GOAL OF THE EXERCISE: Arrange every line of the records below as a numbered list, omitting any blank lines. Leave the pictures out of your answer.

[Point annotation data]

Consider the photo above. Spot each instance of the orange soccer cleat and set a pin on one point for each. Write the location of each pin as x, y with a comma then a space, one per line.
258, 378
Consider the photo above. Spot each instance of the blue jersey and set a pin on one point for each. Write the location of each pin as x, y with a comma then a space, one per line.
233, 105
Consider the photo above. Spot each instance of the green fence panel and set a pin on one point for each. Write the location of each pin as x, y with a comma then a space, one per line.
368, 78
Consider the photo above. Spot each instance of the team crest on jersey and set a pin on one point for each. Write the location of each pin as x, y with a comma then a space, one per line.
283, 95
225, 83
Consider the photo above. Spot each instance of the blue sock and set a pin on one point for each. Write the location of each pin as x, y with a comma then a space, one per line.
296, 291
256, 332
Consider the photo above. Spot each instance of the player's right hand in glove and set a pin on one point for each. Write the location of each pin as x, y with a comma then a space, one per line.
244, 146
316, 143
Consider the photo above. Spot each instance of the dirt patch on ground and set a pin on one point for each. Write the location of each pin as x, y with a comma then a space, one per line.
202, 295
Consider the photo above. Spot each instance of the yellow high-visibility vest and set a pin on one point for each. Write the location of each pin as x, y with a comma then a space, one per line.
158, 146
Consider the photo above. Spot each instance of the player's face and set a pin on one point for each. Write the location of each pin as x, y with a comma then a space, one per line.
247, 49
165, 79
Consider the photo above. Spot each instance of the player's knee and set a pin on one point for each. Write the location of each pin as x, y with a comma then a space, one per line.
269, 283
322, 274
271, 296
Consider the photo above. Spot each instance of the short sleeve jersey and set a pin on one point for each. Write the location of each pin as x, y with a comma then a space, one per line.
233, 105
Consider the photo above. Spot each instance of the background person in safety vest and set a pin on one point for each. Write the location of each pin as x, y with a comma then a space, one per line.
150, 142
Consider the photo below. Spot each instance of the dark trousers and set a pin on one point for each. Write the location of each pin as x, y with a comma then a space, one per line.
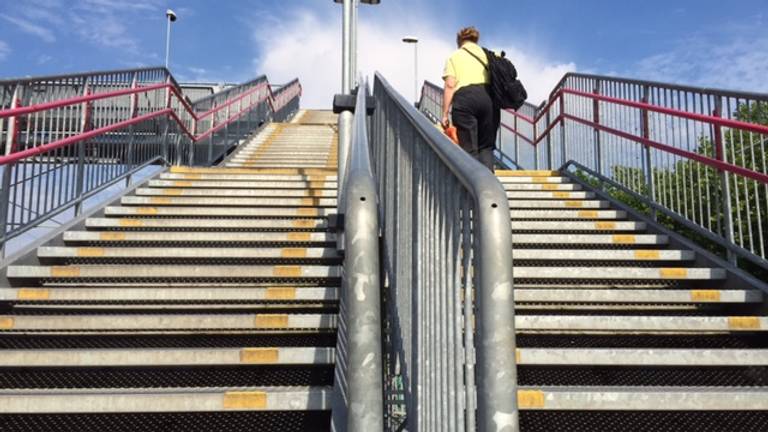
477, 122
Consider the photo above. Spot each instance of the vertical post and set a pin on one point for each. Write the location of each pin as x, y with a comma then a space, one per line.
721, 154
650, 187
5, 193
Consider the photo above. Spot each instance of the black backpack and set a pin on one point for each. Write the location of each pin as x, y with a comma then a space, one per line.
506, 90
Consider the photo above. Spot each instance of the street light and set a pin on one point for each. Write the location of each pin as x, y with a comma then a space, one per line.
415, 41
171, 15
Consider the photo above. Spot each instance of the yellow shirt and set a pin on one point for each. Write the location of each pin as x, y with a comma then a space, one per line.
465, 68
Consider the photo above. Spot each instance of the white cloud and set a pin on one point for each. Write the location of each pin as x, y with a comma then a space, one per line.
4, 50
30, 27
307, 44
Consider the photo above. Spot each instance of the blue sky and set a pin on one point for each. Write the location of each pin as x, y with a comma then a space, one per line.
698, 42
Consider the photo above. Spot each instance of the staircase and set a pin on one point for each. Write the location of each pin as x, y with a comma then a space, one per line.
205, 300
618, 329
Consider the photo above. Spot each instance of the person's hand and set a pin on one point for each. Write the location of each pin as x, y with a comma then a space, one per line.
445, 121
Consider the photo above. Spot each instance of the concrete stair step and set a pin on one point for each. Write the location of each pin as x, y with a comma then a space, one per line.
618, 273
590, 239
161, 253
225, 202
162, 293
642, 399
602, 255
664, 296
91, 358
180, 272
576, 226
319, 224
641, 357
197, 237
233, 212
623, 324
568, 214
159, 323
95, 401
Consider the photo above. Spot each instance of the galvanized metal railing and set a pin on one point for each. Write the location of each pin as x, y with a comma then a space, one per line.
66, 138
448, 266
359, 391
698, 156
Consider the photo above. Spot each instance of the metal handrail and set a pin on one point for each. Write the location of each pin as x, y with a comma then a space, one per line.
66, 137
447, 242
359, 388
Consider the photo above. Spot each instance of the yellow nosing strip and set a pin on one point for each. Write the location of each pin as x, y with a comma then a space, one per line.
294, 253
530, 399
65, 271
90, 252
146, 210
281, 293
647, 254
287, 271
112, 236
131, 223
744, 323
299, 236
673, 273
259, 355
33, 294
624, 239
245, 401
6, 323
271, 321
705, 295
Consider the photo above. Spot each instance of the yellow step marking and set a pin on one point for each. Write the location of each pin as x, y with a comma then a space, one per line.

ANSWER IN FULL:
1. Consider the photo above. Spot each instance of the orange soccer cleat and set a pin on one point for each. Write the location of each pin as x, y with a comma then a space, one per line.
2. 258, 378
3. Consider the photo above. Spot each instance of the blue jersey and set a pin on one point for each. Write the location of each pin as x, y with a comma then a space, one per line.
4. 233, 105
5. Consider the photo above. Spot each instance of the green fence panel and set a pin on one point for each. Write the location of each pin as x, y with a comma then a space, one per line.
6. 368, 78
7. Consider the photo above. Spot each instance of the team crest on jersey and set a pin on one point for each. Write the location of each pin as x, y with a comma then a space, one per line.
8. 283, 95
9. 225, 83
10. Consider the photo above. Spot each instance of the blue sock and set a pin on one point for each. Write the location of each pin as x, y with a comma then a space, one per line.
11. 296, 291
12. 256, 332
13. Consider the photo above. Spot each instance of the player's right hand in glove and set a pin on one point for each. Write the location of each pin as x, y with a comma then a space, one per line.
14. 244, 146
15. 316, 143
16. Consider the photo above. Spot each instance of the dirt patch on ground and set a pin on one point for each. Write the location of each pin as x, y with a comma then a space, one per line.
17. 202, 295
18. Consider the photo above. Spot each instance of the yellow high-visibility vest and set a pin on one point for each. Write the location of each pin as x, y with a comma then a space, one per line.
19. 158, 146
20. Consider the photo above. Spot each instance of the player's face and set a pin on one point for each. Write the location of each pin as x, y with a comma then a space, one per line.
21. 247, 49
22. 165, 79
23. Consider the photo above. Spot each instance of the player's knee and set a pin on one point for each. Write the location of each pin as x, y with a comma then a space, one per line.
24. 269, 283
25. 322, 274
26. 271, 296
27. Consider the photo above. Spot each instance of the short sleeve jersey and set a pin on one point for each. Write the location of each pin as x, y with a comma then a space, one per line.
28. 233, 105
29. Consider the photo above. Spot each instance of the background person in safety vest and set a pin on one point for each. Write the location of each pin as x, y with a comma then a space, one per line.
30. 150, 142
31. Consider the photo below. Spot each instance of the dark trousers and set a pin on one point for each. Write the location of each pin as x, y with a comma then a space, one per line.
32. 477, 122
33. Consider the photo above. Spot each instance of the vertical post and set a pin on one point for each. Write the location of each pin as x, y with a comma then a space, one per line.
34. 721, 154
35. 650, 187
36. 5, 193
37. Consider the photo above. Spot each instance of the black backpack and set a pin on one point for each. Write the location of each pin as x, y with a comma then a space, one per line.
38. 506, 90
39. Consider the photo above. Spot each instance of the street light and set a pin on one point for each. Write the location of each pin as x, y with a comma then a space, one per line.
40. 415, 41
41. 171, 15
42. Consider the photo above. Spot each instance of the yellow shirt and set a pin on one point for each. Write the location of each pin as x, y with a comma then a space, one per line.
43. 465, 68
44. Consider the photo above. Spot each instance of the white cloud and set a pin on one point for each. Write the location of each pin as x, y with a comma then a space, one per line.
45. 4, 50
46. 30, 27
47. 307, 44
48. Consider the photo above. Spot each instance of the blue sky and set a pin on one point for each. Write the location of each pin as x, y with a comma then a space, one per line.
49. 698, 42
50. Consider the photo above. Spot each instance of the staircase and set a pin on one point for each. Write the location of each pin as x, y with a comma then a space, one per line.
51. 205, 300
52. 618, 329
53. Consider the photo above. Spot each instance of the person's hand and set a pin on one point for each. Write the location of each pin as x, y with a comma then a space, one per line.
54. 445, 121
55. Consider the photo above. Spot each instance of the concrete stair step and set a pin on one point for each. Write the location of each pin as x, y with a comma then a space, one per line.
56. 618, 273
57. 590, 239
58. 161, 253
59. 225, 202
60. 162, 293
61. 642, 399
62. 602, 255
63. 664, 296
64. 91, 358
65. 180, 272
66. 576, 226
67. 319, 224
68. 641, 357
69. 197, 237
70. 233, 212
71. 623, 324
72. 568, 214
73. 159, 323
74. 95, 401
75. Consider the photo above. Spot each instance of the galvanized metal railing and set a pin on one point for each. Write the location of each pin as x, y with a comma then a space, one per line.
76. 66, 138
77. 448, 266
78. 359, 391
79. 698, 156
80. Consider the photo above. Spot each instance of the metal handrail and set a pin on one point for each. Write the location of each pin as x, y with a comma then a space, one per line.
81. 66, 137
82. 447, 242
83. 359, 388
84. Consider the photo above. Spot each instance of the yellow nosing strip and set a pin on one point for each. Write the location of each pin as x, y with a comma then a space, one per line.
85. 294, 253
86. 530, 399
87. 65, 271
88. 90, 252
89. 146, 210
90. 281, 293
91. 647, 254
92. 287, 271
93. 112, 236
94. 131, 223
95. 744, 323
96. 299, 236
97. 673, 273
98. 259, 355
99. 33, 294
100. 624, 239
101. 245, 401
102. 6, 323
103. 271, 321
104. 705, 295
105. Consider the photo above. Spot each instance of the yellow step marking and set a pin on one point for each. Write the location of each pin as x, y with a comma then a space, one per line.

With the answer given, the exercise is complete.